Find every line in the records that contains the word "Target" and copy each one out in full. Match case exactly.

┄┄┄┄┄┄

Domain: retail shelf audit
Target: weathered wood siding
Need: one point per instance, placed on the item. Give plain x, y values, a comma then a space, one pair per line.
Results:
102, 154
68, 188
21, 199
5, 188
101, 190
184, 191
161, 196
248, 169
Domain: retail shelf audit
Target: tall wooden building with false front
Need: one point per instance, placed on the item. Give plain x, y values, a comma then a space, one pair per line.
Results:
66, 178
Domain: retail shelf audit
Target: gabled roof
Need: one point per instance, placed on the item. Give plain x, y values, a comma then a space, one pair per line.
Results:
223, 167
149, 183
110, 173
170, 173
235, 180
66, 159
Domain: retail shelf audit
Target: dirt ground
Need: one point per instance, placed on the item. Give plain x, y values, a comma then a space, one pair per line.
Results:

┄┄┄┄┄┄

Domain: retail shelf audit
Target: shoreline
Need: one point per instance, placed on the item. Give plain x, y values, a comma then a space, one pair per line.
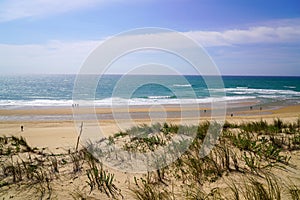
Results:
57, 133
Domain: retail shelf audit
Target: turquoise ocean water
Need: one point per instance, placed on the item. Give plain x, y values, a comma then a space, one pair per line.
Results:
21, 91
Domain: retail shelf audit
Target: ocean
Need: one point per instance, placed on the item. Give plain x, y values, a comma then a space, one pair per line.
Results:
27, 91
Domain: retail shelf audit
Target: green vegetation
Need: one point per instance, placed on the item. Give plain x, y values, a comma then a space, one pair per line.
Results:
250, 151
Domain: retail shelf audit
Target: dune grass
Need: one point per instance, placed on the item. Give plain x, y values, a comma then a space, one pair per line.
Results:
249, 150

┄┄┄┄┄┄

- _EXERCISE ANSWER_:
Target: weathered wood siding
Target: tall wooden building with false front
Target: gabled roof
Target: dirt ground
Target: shoreline
Target: turquoise ocean water
Target: ocean
Target: green vegetation
Target: dune grass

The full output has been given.